***** Текст страницы
Пример платы, на которую можно ставить проц среднего уровня или офисный, но топовый — не стоит. Система VRM может и вытянет, но все равно — не стоит, нет радиаторов, вообще компонентов мало, плата вряд ли рассчитана на топовые процы и уж тем более на разгон.

Вот пример, когда элементы VRM имеют качественное охлаждение + радиатор есть на чипсете:

Разумеется такие платы стоят дороже, но если вы собираетесь разгонять процессор — то не стоит жалеть денег на плату. Даже если вы будете ставить топовый многоядерный проц, то ставить его на дешевую плату, которая даже в характеристиках поддерживает модель проца — поверьте, не стоит.

Работа ПК при высокой температуре

  1. ПК может работать, но сколько — неизвестно. Это пожалуй единственная причина, по которой стоит добиваться снижения температуры.
  2. Материнская плата, процессор, сокет, чипы на плате — все это проходит проверку при высоких температурах. Но это не значит что они смогут работать постоянно так.
  3. Материнка может иметь радиатор над мосфетами, над чипсетом. Под радиатором не сразу устройство, а сперва идет термоинтерфейс, как и под крышкой процессора. Термоинтерфейс — это или специальная прокладка или специальная паста, которая проводит тепло. При постоянной высокой температура свойства термоинтерфейса ухудшаются и температура еще больше увеличивается, что только усугубляет ситуацию.
**********
# Список заданий:
1) Что такое термоинтерфейс, согласно тексту о материнских платах?
2) Перепишите слово в слово часть текста о материнских платах: начните с места, где стоят слова «2. Материнская плата, процессор, сокет, чипы», и остановитесь после слов «только усугубляет ситуацию.».
Следующие строки взяты из другого источника.
***** Исходные данные
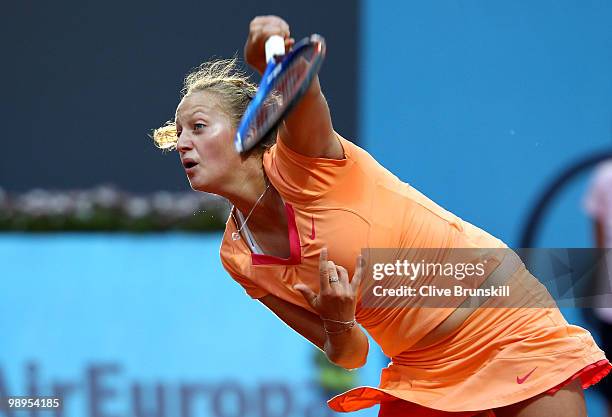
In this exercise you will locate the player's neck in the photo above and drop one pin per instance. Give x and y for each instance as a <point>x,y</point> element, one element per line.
**********
# Ответы к заданиям:
1) Это специальная прокладка или специальная паста, которая проводит тепло.

2)
2. Материнская плата, процессор, сокет, чипы на плате — все это проходит проверку при высоких температурах. Но это не значит что они смогут работать постоянно так.
  3. Материнка может иметь радиатор над мосфетами, над чипсетом. Под радиатором не сразу устройство, а сперва идет термоинтерфейс, как и под крышкой процессора. Термоинтерфейс — это или специальная прокладка или специальная паста, которая проводит тепло. При постоянной высокой температура свойства термоинтерфейса ухудшаются и температура еще больше увеличивается, что только усугубляет ситуацию.